◆ **EXTRACT TO READ**

----

In line with this improvement, in preparing for the 2000 Population Census, currently CBS with the assistance of JICA is studying the possibility of using OCR/ OMR facilities in the census.  One implementation of the study is the procurement of an OCR set which includes an OCR software and scanner.  One OCR software that is being considered is NCS ACCRA. Statistics Canada has redesigned some of its capture, verification, and report processing using NCS ACCRA.  This system has shown its capability in document scanning, imaging and recognition technology processing for millions of statistical source documents.  The recognition technologies that have been implemented include optical character recognition (OCR), Intelligent Character Recognition (ICR), bar code, and multiple choice marks (Bookbinder, 1996).  The procurement of this OCR/ OMR set is expected to be final at the end of this year, and studying of its capabilities can be started in January 1998.  Studying of this OCR/ OMR set is one of the proposed applications to be involved in the pilot project (Agenda 7).  More detail about this proposal will be discussed more in the separate paper.

Following up this study, for 2000 Population Census, therefore, all Provincial and Kabupaten regional offices in addition to the head office will be equipped with OMR/OCR sets.  To allow capturing of about 200 million people' data in three months, it is calculated that there will be about 531 machines needed to be installed.

Actually a data collection stage does not deal only with data capturing, but also includes the process of collecting data from respondents.  In this case, application of IT in the form of GIS has indirectly made the task of data collectors easier.  CBS has been using GI S for more than three years.  Digital sketch maps produced easily by GIS is very useful for data collectors when they are on the held. In the previous census, data collectors had to draw maps from scratch before start collecting data, where the availability of the GIS allows collectors to use printed maps and make correction when needed.

Up until now, questionanaires are alway mandatory in data collection stages, for that reasons, questionaires should be designed carefully. Software with capabilities of color or graphics especially desktop publishing software makes the performance of the questionnaire much better.

4. Data Processing

Data processing aim is to edit and to clean raw data before they are tabulated. Processing of population data was originally carried out in the mainframe computer, at this method, data was edited using validation program and tabulated using tabulation programs.  Concor programs for data editing and imputation and Cocents Program were heavily used at the processing stage. Thank to US Bureau of the Census for providing such systems for public use. The use of Cocents programs have contributed in the success of processing of all rounds of population census and Intercensal Population.Survey.s.since.1971.

----

◆ **RECORDED DATA**

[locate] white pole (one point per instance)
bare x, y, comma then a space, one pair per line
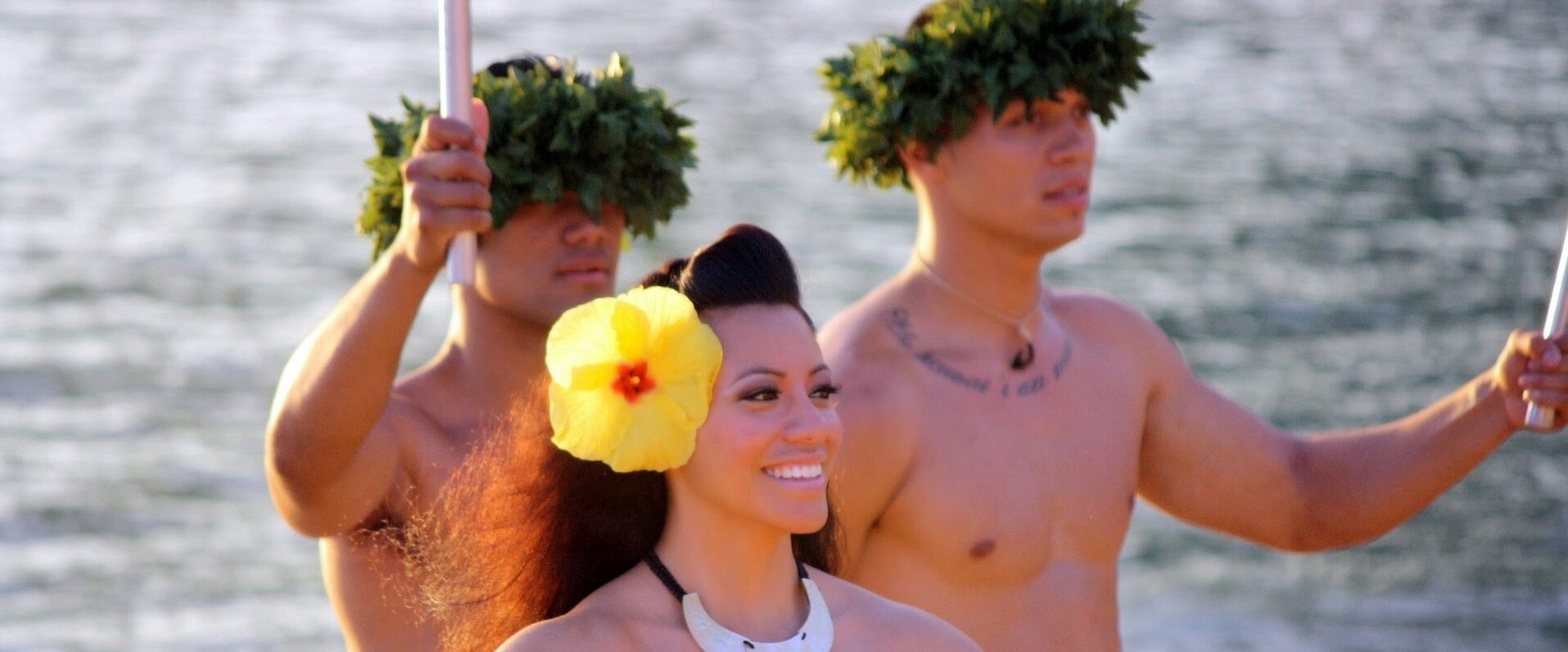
1537, 417
457, 96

----

◆ **TASKS**
• A. In the census passage, about how many machines are calculated to be needed for capturing the 2000 Population Census data?
• B. Revise the census passage starting with "Following up this" and going on through "to be installed.", putting "four months" in place of "three months".
• C. Pick up the census passage after its last sentence and carry it on.
The data have no part in this.

◆ **PER-TASK OUTPUTS**
• A. About 531 machines.

• B.
Following up this study, for 2000 Population Census, therefore, all Provincial and Kabupaten regional offices in addition to the head office will be equipped with OMR/OCR sets.  To allow capturing of about 200 million people' data in four months, it is calculated that there will be about 531 machines needed to be installed.

• C.
However; as the microcomputer technology was improving very fast as well as its software, the technology allowed CBS to work with a wide variety of software in the microcomputer environment. Therefore, CBS was not strictly dependent on the programs mentioned above, but sometimes CBS developed its custom-made editing and imputation programs or used other public domain systems.  The availability of Integrated Microcomputer Programming System (IMPS), and Integrated Systems for Survey Analysis (ISSA) really supported CBS in data processing stages.  IMPS, developed by the International Programs Center, US Bureau of the Census, consists of complete modules needed for data processing, namely, data dictionary, data entry, edit & computation, frequency & cross tabulation, and data capture management and control. IMPS has always been improving to meet statistical operation needs. In fact, its new releases 4.1, IMPS will contain two new modules: MapView; to view data in the form of thematic maps and DataSort, to sort data files (Dataline, August 1997).

ISSA, on the other hand, developed by Institute for Resource Development Inc, was utilized in processing of 1987, 1991, 1994 and 1997 SDKI data as well as 1995 Intercensal Population Survey (Supas). By using ISSA in microcomputer environment, CBS can finalize processing of about 30,000 documents of SDKI in about three months and 260,000 documents of Supas in six months.

In some cases, CBS developed its own custom made editing program. For example, editing and imputation programs for 1990 Population Census were developed by CBS using a cobol compiler. There are several look-up tables used in the editing stages and that capability was not. available at IMPS programs.

The availability public domain programs such as MIPS supports distribution of the editing work to regional offices. By distributing the work, questionnaires will not be needed to be sent to the central office, hence, it can save money and more important, save time. In addition, questionnaires can be kept closed to the respondent, so, when regional office staff needs to contact a respondent, he or she can easily do so.

The impact of IT to CBS' statistical operations that should be noted is the use of networking. Currently, computers at the central once and several regional offices have been furnished with LAN capability and the rest of regional offices are on the way. Since the computers also connected nationally through Internet facility, cleaned data in the regional offices are sent to the central office I through the Internet facilities. With the wide spread use Internet in Indonesia, some Internet Service Providers (ISP) allows regional offices to utilize Internet with a local charge. An ISP that is intensively used by regional offices is Wasantara Net.

In the following we will discuss that besides sending information to the central office, regional offices also maintain their home pages in the central office's server. This allows them to maintain their own home pages.

5. Data Dissemination

CBS realizes that data dissemination is very important since the final output of a statistical activity can reach its users if the method of dissemination is correct and effective. This is also true in disseminating population data.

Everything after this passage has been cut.